Task description - Output every entry exactly, from the first line to the last.

Dataset -

<<<<

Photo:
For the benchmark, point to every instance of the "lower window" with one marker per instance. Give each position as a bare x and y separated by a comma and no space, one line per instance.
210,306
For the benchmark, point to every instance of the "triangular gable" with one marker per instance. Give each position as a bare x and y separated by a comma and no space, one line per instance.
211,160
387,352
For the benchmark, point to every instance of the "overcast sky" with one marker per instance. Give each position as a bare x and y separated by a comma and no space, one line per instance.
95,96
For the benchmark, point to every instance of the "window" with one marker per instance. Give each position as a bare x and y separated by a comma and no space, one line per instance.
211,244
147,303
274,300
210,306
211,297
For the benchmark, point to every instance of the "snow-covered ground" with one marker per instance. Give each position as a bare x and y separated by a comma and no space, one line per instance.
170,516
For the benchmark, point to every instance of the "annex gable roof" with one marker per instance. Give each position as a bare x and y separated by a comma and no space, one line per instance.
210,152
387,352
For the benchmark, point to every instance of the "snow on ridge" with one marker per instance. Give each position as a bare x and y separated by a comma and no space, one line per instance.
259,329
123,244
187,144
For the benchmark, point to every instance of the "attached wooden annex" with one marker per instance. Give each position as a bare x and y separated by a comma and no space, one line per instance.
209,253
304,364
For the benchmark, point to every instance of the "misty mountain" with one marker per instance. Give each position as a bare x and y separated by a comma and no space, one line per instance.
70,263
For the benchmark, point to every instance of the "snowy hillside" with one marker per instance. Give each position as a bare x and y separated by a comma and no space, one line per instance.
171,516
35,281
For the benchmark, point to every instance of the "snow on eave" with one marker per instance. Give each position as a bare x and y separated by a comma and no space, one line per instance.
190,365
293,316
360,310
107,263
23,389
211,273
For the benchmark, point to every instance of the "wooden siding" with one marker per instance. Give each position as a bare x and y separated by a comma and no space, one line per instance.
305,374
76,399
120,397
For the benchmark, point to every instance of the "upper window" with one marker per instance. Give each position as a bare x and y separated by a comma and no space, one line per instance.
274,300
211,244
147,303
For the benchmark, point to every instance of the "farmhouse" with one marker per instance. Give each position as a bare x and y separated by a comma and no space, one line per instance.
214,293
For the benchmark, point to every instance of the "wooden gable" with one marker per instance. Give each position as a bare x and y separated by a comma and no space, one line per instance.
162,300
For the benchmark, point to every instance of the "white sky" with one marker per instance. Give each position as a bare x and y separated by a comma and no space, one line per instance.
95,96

>>>>

Worked answer -
Photo:
For the benchmark, point to every instance of the "lower window" with one marker per instance. Give each position as a bare x and y separated by a comma and no space, one line per instance.
210,306
For the benchmark, point to every instance of the "triangular gable" with one marker per instance. Give each position as a bare x and y separated by a comma and no space, one line per instance.
211,160
387,352
For the benchmark, point to every instance of the "overcast sky" with one marker per instance. Give each position as a bare x and y separated by a comma and no space, one line per instance.
95,96
For the benchmark, point to every instance of the "window" with one marker per instance. Give each position as a bare x and y separated by a comma and no space, one line per instance.
211,244
147,303
274,300
210,306
211,297
For the benchmark, point to every instance of the "snow-covered ground" with one marker per instance. Give each position as a bare x and y separated by a comma and no space, one line per instance.
170,516
For the benchmark, point to every instance of the "annex gable roof" with one marker per instance. Give each position as a bare x and y separated by a comma and no space, one line per instance.
210,152
387,352
For the benchmark, point to every instance of the "snow on ridge" with one marker per instance. Give each position as a bare x and y separated by a comma and no space, one line per instance.
259,329
123,244
187,144
For the benchmark, point to every instance of the "attached wooden annex" with one marker per instance. Give each position as a bare x and y separated by a comma and no space, one line per instance.
209,253
304,364
For the benchmark, point to every instance of the "misty mountain" with one marker per instance. Give each position as a bare x and y separated by a comma and no space, one line per instance.
70,263
For the benchmark, point to every instance of the "snowy hillside" with one marker per instance. Give each position as a bare x and y separated by a comma and no space, one line per instance.
171,516
35,281
For the benchmark, point to every instance of the "snow on eave" with one marker per instance. Give each position as a bare x and y separated by a comma and no space, one line per instance.
190,365
293,316
360,310
107,263
23,389
211,273
For the benchmark, point to every instance of the "wooden siding" with one marker per instance. Give each position as a bare x and y separated by a comma and no space, one line per instance.
305,374
76,399
120,397
For the benchmark, point to every instance of the "upper window" with one marker per instance. Give each position as a bare x and y separated by a comma and no space, one line per instance.
274,300
211,244
147,303
For the benchmark, point to every instance of the "farmhouse" with one marker per instance. Give each position as a bare x and y separated by a comma and no space, one line per instance.
214,293
For the benchmark, point to every instance of the "wooden gable" with one marker per instance. Give each position as a bare x and y separated by a comma and no space, one line per instance.
162,300
For the benchmark, point to every instance of the "white sky" with one marker per instance. Give each position as a bare x and y separated by a comma and no space, one line per instance.
95,96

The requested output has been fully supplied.